Update the data below by replacing "provide a point for each instance of" with "mark one point on every instance of" wherever it occurs. Leave everything else unchanged.
━━━━━ Data listing
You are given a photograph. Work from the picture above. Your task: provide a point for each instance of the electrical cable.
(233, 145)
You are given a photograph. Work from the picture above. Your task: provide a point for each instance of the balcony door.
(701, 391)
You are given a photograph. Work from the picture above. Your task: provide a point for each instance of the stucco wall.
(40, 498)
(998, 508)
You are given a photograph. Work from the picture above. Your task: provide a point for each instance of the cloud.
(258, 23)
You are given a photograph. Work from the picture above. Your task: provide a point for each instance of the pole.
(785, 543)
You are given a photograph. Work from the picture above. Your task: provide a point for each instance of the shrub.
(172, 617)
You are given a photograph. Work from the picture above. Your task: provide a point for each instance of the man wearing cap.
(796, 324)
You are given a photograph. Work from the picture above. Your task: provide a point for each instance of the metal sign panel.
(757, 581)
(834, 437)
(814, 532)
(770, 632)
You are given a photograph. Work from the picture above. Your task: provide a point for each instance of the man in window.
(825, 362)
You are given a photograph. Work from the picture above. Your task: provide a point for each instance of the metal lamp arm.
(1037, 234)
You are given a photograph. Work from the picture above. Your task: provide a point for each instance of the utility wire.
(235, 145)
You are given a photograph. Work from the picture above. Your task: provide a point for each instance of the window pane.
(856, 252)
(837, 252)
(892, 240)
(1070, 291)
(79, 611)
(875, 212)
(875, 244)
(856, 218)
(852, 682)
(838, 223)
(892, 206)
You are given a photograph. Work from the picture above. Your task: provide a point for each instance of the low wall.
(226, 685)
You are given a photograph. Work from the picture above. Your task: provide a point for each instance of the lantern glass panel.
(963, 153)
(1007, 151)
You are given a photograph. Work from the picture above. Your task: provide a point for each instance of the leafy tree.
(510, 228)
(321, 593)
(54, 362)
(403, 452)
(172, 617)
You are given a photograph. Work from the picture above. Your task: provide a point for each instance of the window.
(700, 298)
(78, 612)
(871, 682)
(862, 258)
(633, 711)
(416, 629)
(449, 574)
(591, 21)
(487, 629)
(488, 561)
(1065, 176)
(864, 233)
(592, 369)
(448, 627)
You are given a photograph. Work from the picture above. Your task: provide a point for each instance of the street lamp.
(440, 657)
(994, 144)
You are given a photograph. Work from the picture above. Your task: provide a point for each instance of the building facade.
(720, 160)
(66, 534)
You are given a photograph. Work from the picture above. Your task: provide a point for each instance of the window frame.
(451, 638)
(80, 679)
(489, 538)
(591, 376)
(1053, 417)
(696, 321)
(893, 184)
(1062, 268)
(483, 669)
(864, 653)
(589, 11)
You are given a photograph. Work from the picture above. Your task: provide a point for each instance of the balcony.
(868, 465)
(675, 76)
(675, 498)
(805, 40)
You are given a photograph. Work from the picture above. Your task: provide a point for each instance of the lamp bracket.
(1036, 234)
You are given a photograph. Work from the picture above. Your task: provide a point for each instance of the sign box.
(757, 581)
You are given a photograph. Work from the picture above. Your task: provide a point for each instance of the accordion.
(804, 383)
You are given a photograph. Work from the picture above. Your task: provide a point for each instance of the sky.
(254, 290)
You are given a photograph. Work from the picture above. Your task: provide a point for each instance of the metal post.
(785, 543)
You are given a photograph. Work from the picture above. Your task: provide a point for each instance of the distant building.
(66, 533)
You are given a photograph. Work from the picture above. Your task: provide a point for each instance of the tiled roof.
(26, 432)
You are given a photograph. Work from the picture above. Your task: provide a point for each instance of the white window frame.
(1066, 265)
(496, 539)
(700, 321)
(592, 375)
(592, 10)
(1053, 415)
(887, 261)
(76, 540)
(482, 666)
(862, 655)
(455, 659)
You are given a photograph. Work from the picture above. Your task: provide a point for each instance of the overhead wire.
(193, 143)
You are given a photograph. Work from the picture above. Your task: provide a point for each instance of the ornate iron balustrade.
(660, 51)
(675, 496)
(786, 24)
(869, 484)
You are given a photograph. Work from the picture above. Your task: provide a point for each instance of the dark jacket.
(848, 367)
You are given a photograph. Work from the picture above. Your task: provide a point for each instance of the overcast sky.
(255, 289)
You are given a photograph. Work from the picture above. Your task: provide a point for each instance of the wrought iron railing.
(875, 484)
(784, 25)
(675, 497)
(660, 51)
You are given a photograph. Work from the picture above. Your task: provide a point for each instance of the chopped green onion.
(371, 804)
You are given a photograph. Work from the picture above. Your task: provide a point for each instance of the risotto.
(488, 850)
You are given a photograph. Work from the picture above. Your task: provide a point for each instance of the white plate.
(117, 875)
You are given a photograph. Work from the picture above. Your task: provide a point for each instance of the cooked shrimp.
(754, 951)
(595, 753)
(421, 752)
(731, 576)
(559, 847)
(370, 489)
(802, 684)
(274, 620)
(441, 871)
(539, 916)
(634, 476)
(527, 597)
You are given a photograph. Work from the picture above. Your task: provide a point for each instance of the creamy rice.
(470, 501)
━━━━━━━━━━
• _Exercise solution_
You are given a photograph. Work from the picture above. Your task: mark one point on every instance of the electrical cable.
(233, 145)
You are given a photograph. Work from the picture above. Your task: mark one point on every instance of the balcony door.
(701, 391)
You are given a photograph. Work from the picture above. Your task: mark one point on every instance of the stucco wall.
(40, 498)
(998, 508)
You are given a photograph. Work from the picture above. Your task: mark one point on every instance of the cloud.
(258, 23)
You are given a photograph. Work from the picture above. Your task: mark one point on every instance of the pole.
(785, 543)
You are given a photograph. Work from the picture above. Your task: mark one point on every instance of the shrub.
(172, 617)
You are given a photograph. Work from the picture above. Your task: mark one point on every instance of the man wearing cap.
(796, 324)
You are given a photograph. Work from the picture above. Your task: mark one point on every instance of the metal sign panel.
(757, 581)
(834, 437)
(814, 532)
(770, 632)
You are given a photograph. Work from the picture above. Your task: mark one point on every instance of the man in window.
(825, 362)
You are given a photograph. Work from the picture above. Your task: mark one point on every instance of the metal lamp arm.
(1037, 234)
You are given a photograph. Work from the picture above. Your task: mark one point on every instance of the utility wire.
(235, 145)
You are given a photograph. Work from the picture above. Your task: mark one point on every instance of the window pane.
(856, 252)
(837, 252)
(892, 240)
(1070, 291)
(79, 611)
(875, 212)
(875, 244)
(856, 218)
(852, 682)
(838, 223)
(892, 206)
You are given a photograph. Work from the picture above. Your task: mark one point on every instance of the low wall.
(226, 685)
You are given a photograph. Work from the picture above. Your task: mark one point on every instance of the lantern glass panel.
(963, 153)
(1007, 151)
You are given a photograph. Work from the picture above. Your task: mark one point on every instance of the leafy tree.
(510, 228)
(321, 593)
(54, 362)
(403, 452)
(172, 617)
You are given a photograph. Work from the picture above. Your task: mark one point on every instance of the window.
(700, 298)
(78, 612)
(871, 682)
(862, 258)
(633, 711)
(416, 629)
(449, 574)
(591, 21)
(487, 629)
(488, 561)
(1065, 176)
(864, 233)
(592, 369)
(448, 627)
You are given a photograph. Work from the picture above. Your task: mark one point on every instance of the street lamp.
(440, 657)
(994, 144)
You are given a photograph. Work from the picture above. Your task: mark one point on every instance of the building facade.
(720, 160)
(66, 534)
You are given a photograph. Work from the picture above. Your task: mark one point on every instance of the window frame.
(451, 638)
(80, 679)
(489, 538)
(591, 376)
(1053, 417)
(696, 321)
(893, 184)
(1062, 268)
(483, 669)
(864, 653)
(589, 11)
You are given a photograph. Work from the picture above. Your task: mark one point on every instance of the balcony.
(868, 465)
(675, 76)
(675, 498)
(805, 40)
You are given a photograph. Work from the picture above. Your task: mark one point on every instance of the lamp bracket.
(1036, 234)
You are given a photograph. Work from the picture above. Your task: mark one point on every instance of the sign box.
(757, 581)
You are given a photograph. Work from the picture above. Your task: mark one point on every instance of the accordion.
(804, 383)
You are given a photograph. Work from the picture above. Your task: mark one point on every instance of the sky.
(254, 290)
You are given a photograph. Work from the picture above. Your task: mark one point on every instance of the metal post.
(785, 543)
You are given a photograph. Work from the picture above. Your task: mark one point on every instance of the distant building.
(66, 533)
You are given a photograph. Work from the picture above. Your task: mark one point on every instance of the tiled roof.
(26, 432)
You are given a photograph. Work from the picture above. Your task: mark one point on every instance of the white window frame.
(1066, 265)
(496, 539)
(700, 321)
(592, 375)
(592, 10)
(1053, 415)
(887, 261)
(76, 540)
(482, 666)
(862, 655)
(455, 659)
You are given a photograph. Work from the picture above. Your task: mark one point on every instance of the overhead wire.
(193, 143)
You are given a photograph. Work from the picture above. Your task: mark one point on every instance of the ornate iron balustrade.
(660, 51)
(675, 496)
(786, 24)
(869, 484)
You are given a photograph. Work from the picture above. Your task: mark one point on every instance of the dark jacket.
(848, 367)
You are given a photograph. Work from the picture above. Your task: mark one point on every instance of the overcast sky.
(255, 289)
You are given a photograph. Work from the picture above. Your task: mark one point on every instance of the wrought iron railing.
(875, 484)
(784, 25)
(675, 497)
(660, 51)
You are given a photograph. Work from the picture above. Your task: mark one point on every instance of the chopped green onion.
(371, 804)
You are given a photograph. Work from the picture above. Your task: mark one point on every instance of the risotto.
(488, 850)
You are given a photograph. Work from the picture above. Your task: mark one point on every instance of the white plate.
(117, 875)
You are given a photograph. Work from the picture above. Your task: mark one point on every instance of the cooked shrimp.
(754, 951)
(595, 753)
(421, 752)
(731, 576)
(559, 847)
(370, 489)
(802, 684)
(274, 620)
(441, 871)
(539, 916)
(634, 476)
(527, 597)
You are given a photograph. Work from the picture above. Your task: mark one point on every instance of the creamy rice.
(470, 501)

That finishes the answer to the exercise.